**Problem details:** Restate the data word for word and leave the images out.

**Given data:**
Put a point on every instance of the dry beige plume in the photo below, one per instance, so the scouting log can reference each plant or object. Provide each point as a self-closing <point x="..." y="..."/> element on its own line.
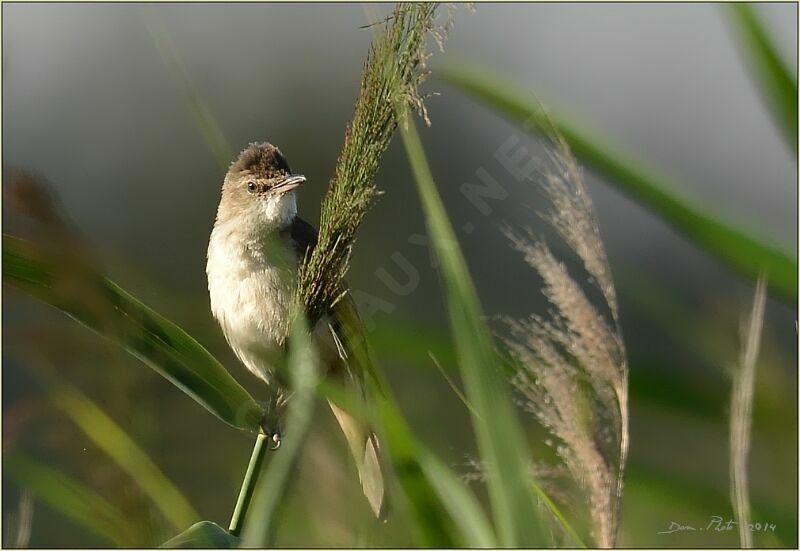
<point x="574" y="373"/>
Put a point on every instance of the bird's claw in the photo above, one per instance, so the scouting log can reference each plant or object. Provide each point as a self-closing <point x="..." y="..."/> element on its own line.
<point x="276" y="438"/>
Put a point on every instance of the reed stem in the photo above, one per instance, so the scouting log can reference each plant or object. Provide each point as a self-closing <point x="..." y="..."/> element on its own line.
<point x="248" y="485"/>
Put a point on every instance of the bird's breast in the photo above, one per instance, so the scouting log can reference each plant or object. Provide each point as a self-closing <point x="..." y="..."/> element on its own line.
<point x="250" y="298"/>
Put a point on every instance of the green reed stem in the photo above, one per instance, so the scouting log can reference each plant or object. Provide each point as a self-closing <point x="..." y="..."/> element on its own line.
<point x="248" y="484"/>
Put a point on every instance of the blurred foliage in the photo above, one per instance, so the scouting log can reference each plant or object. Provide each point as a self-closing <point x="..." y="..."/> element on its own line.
<point x="60" y="278"/>
<point x="725" y="241"/>
<point x="771" y="76"/>
<point x="499" y="437"/>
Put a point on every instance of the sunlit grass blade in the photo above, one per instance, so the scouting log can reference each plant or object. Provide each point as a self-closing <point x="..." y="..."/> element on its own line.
<point x="203" y="535"/>
<point x="93" y="300"/>
<point x="72" y="499"/>
<point x="459" y="502"/>
<point x="741" y="417"/>
<point x="445" y="516"/>
<point x="261" y="524"/>
<point x="115" y="442"/>
<point x="735" y="247"/>
<point x="500" y="438"/>
<point x="543" y="497"/>
<point x="777" y="85"/>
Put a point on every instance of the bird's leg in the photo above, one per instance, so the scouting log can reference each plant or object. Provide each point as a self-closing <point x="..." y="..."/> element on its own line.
<point x="271" y="423"/>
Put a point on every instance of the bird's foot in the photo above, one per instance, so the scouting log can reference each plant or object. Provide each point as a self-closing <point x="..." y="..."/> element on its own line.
<point x="271" y="423"/>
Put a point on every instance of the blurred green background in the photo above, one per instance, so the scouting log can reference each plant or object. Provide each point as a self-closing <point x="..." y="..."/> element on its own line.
<point x="92" y="110"/>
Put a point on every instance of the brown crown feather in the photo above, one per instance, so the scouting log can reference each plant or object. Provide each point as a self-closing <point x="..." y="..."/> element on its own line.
<point x="263" y="160"/>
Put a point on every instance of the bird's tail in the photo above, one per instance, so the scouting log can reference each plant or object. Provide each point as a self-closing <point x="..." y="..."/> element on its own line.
<point x="364" y="446"/>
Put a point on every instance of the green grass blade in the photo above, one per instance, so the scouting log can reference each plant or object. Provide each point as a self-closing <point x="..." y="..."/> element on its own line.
<point x="445" y="516"/>
<point x="733" y="246"/>
<point x="776" y="84"/>
<point x="88" y="297"/>
<point x="71" y="498"/>
<point x="462" y="505"/>
<point x="498" y="433"/>
<point x="109" y="437"/>
<point x="261" y="524"/>
<point x="203" y="535"/>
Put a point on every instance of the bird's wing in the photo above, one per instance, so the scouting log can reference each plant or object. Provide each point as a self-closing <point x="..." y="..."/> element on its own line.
<point x="345" y="323"/>
<point x="348" y="334"/>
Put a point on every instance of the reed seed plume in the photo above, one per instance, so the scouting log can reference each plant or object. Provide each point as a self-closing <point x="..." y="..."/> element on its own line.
<point x="741" y="411"/>
<point x="574" y="373"/>
<point x="394" y="69"/>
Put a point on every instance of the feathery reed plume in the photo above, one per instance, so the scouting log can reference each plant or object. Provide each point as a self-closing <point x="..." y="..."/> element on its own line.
<point x="394" y="69"/>
<point x="574" y="374"/>
<point x="741" y="411"/>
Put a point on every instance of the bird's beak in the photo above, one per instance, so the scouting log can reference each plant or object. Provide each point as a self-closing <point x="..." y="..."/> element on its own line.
<point x="289" y="183"/>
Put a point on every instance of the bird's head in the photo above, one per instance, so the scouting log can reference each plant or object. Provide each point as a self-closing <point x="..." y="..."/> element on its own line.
<point x="258" y="191"/>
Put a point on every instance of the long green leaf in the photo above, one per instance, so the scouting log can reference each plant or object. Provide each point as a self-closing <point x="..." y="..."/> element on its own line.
<point x="109" y="437"/>
<point x="777" y="86"/>
<point x="733" y="246"/>
<point x="261" y="524"/>
<point x="93" y="300"/>
<point x="444" y="515"/>
<point x="459" y="501"/>
<point x="498" y="433"/>
<point x="72" y="499"/>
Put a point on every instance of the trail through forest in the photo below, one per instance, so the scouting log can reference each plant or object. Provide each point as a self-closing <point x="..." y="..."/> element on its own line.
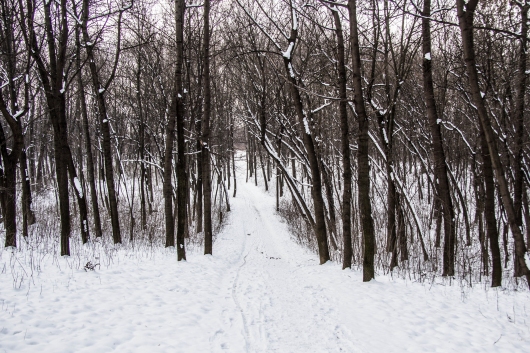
<point x="259" y="292"/>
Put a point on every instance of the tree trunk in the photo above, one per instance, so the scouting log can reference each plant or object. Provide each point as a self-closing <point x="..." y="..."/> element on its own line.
<point x="440" y="168"/>
<point x="180" y="7"/>
<point x="465" y="19"/>
<point x="206" y="168"/>
<point x="363" y="177"/>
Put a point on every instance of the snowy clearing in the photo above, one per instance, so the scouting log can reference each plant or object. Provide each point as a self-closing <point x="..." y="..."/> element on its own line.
<point x="259" y="292"/>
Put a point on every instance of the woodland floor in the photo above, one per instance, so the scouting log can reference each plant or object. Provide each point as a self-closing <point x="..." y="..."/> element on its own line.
<point x="259" y="292"/>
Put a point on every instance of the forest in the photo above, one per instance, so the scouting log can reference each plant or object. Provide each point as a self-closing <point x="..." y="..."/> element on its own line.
<point x="393" y="134"/>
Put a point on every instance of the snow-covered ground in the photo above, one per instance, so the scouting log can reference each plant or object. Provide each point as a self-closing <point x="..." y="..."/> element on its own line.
<point x="259" y="292"/>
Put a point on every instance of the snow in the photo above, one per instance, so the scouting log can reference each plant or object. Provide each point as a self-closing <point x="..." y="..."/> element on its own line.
<point x="291" y="71"/>
<point x="78" y="187"/>
<point x="18" y="114"/>
<point x="306" y="126"/>
<point x="287" y="54"/>
<point x="259" y="292"/>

**Result of the exercise:**
Put a point on every instance of the dry beige plume in the photo below, one per instance, so the scouting log can reference each plant or object. Provide each point as a self-closing <point x="..." y="..."/> element on its own line.
<point x="574" y="373"/>
Put a point on every instance of the bird's claw in the photo above, one per instance, so the scouting log can reference each plant or object. Provide each point as a self-closing <point x="..." y="..."/> element on its own line.
<point x="276" y="438"/>
Put a point on every instance of the reed stem in the photo above, one per instance, so the scouting log can reference each plant or object. Provide each point as a self-closing <point x="..." y="..."/> element on its own line.
<point x="248" y="485"/>
Put a point on every instance of the bird's breast in the photo above, one per instance, so the scouting log can reference each plant or object. Provide each point as a self-closing <point x="..." y="..."/> element on its own line.
<point x="250" y="298"/>
Put a point on every instance of the green reed stem in the photo above, one per instance, so the scouting log can reference each plant or object. Provide each point as a self-closing <point x="..." y="..."/> element on its own line.
<point x="248" y="484"/>
Put a point on every instance of the blurred foliage in the photo above, one per instance, so the scouting log can reference each plant or object. Provide each point as a self-closing <point x="..." y="..."/> element on its own line.
<point x="60" y="278"/>
<point x="725" y="241"/>
<point x="771" y="76"/>
<point x="499" y="437"/>
Put a point on every instance of the sunlit grass blade in the photo above, one per instance, so the scouting log can reference each plant or object. Provide each point as a self-closing <point x="..." y="..."/> element on its own line.
<point x="203" y="535"/>
<point x="93" y="300"/>
<point x="72" y="499"/>
<point x="459" y="502"/>
<point x="741" y="417"/>
<point x="445" y="516"/>
<point x="261" y="524"/>
<point x="115" y="442"/>
<point x="735" y="247"/>
<point x="500" y="438"/>
<point x="543" y="497"/>
<point x="777" y="85"/>
Put a point on every instance of the bird's leg in the photo above, one per instance, so the scouting log can reference each plant or object. Provide each point as a self-closing <point x="..." y="..."/> element on its own line.
<point x="271" y="423"/>
Put a point on every instance of the bird's foot in the photo above, one per instance, so the scouting log can reference each plant or object. Provide each point as a self-closing <point x="..." y="..."/> element on its own line.
<point x="271" y="423"/>
Put a point on every instance of the blurred green background in the photo above, one per instance, so the scouting log can reference each plant or object. Provide each point as a self-closing <point x="..." y="..."/> element on its own line.
<point x="92" y="110"/>
Put a point on every instance of the brown crown feather in the photo above, one per instance, so the scouting log can reference each plant or object. Provide each point as a self-closing <point x="..." y="..."/> element on its own line.
<point x="263" y="160"/>
Put a point on every instance of the bird's tail in the photo above, one per instance, so the scouting log can reference each plant or object. Provide each point as a self-closing <point x="..." y="..."/> element on its own line.
<point x="364" y="446"/>
Put a point on every instance of the green grass blade in the photo above, one per instance, so the scouting log can reference each plant or object. Provide each point as a self-closing <point x="..." y="..."/> element on its own line.
<point x="445" y="516"/>
<point x="733" y="246"/>
<point x="776" y="84"/>
<point x="88" y="297"/>
<point x="71" y="498"/>
<point x="462" y="505"/>
<point x="498" y="433"/>
<point x="109" y="437"/>
<point x="261" y="524"/>
<point x="203" y="535"/>
Put a point on every instance of the bird's wing in the photo above, one per instance, so the scouting log can reference each plant or object. Provide each point as a self-closing <point x="..." y="..."/> element on its own line.
<point x="345" y="323"/>
<point x="348" y="334"/>
Put a point on every instance of the reed seed plume in the photo above, one per instance, so the scouting log can reference each plant or object. Provide each point as a self-closing <point x="..." y="..."/> element on its own line.
<point x="741" y="411"/>
<point x="574" y="373"/>
<point x="394" y="69"/>
Put a point on every instance of the feathery reed plume in the photo above, one per instance, so the scouting log can reference each plant or object. Provide each point as a self-closing <point x="..." y="..."/> element on its own line.
<point x="394" y="69"/>
<point x="574" y="374"/>
<point x="741" y="411"/>
Put a point on every instance of the bird's beak in the photo above, one per instance, so the scouting log can reference each plant or object. Provide each point as a self-closing <point x="..." y="..."/> element on its own line.
<point x="289" y="183"/>
Put a point on every instance of the bird's head in the photo above, one per instance, so the scouting log can reference each plant or object. Provide each point as a self-closing <point x="..." y="..."/> element on its own line.
<point x="258" y="191"/>
Put a point on every instance of the long green leaf in the photo above, one per instance, so the scouting log can reference each plant or object. Provide each point as a self-closing <point x="..." y="..."/> element on its own line.
<point x="109" y="437"/>
<point x="777" y="86"/>
<point x="733" y="246"/>
<point x="261" y="524"/>
<point x="93" y="300"/>
<point x="444" y="515"/>
<point x="459" y="501"/>
<point x="498" y="433"/>
<point x="72" y="499"/>
Put a point on every instance of the trail through forest in the photo below, one per instance, so the scouting log can reference each plant or object. Provide each point as a self-closing <point x="..." y="..."/> element on its own line.
<point x="259" y="292"/>
Put a point on every instance of the tree trunk in the photo above, one per instance, so the scouting log can reference each plant or object. Provide each point as a self-closing <point x="..." y="..."/> element on its own line.
<point x="440" y="168"/>
<point x="180" y="7"/>
<point x="465" y="19"/>
<point x="206" y="168"/>
<point x="363" y="177"/>
Put a point on every instance of the snowy clearing in the photo above, one per instance, so the scouting log can reference each plant or object. Provide each point as a self-closing <point x="..." y="..."/> element on its own line.
<point x="259" y="292"/>
Put a point on every instance of the woodland floor in the photo above, one per instance, so the scouting log can reference each plant or object. Provide each point as a self-closing <point x="..." y="..."/> element on its own line.
<point x="259" y="292"/>
Put a point on every instance of the forest in the photo above, one per instance, so the scouting log can reference each plant or object. Provide each point as a self-closing <point x="..." y="..."/> element on its own line.
<point x="393" y="134"/>
Put a point on every instance of the snow-covered ground in the photo above, one per instance, so the scouting log can reference each plant or object. Provide each point as a self-closing <point x="..." y="..."/> element on its own line.
<point x="259" y="292"/>
Put a point on every instance of the snow in the photo above, one per instance, so the scouting log can reference each plant or object. Provide each point as a self-closing <point x="..." y="..."/> element on its own line.
<point x="291" y="71"/>
<point x="78" y="187"/>
<point x="18" y="114"/>
<point x="306" y="126"/>
<point x="287" y="54"/>
<point x="259" y="292"/>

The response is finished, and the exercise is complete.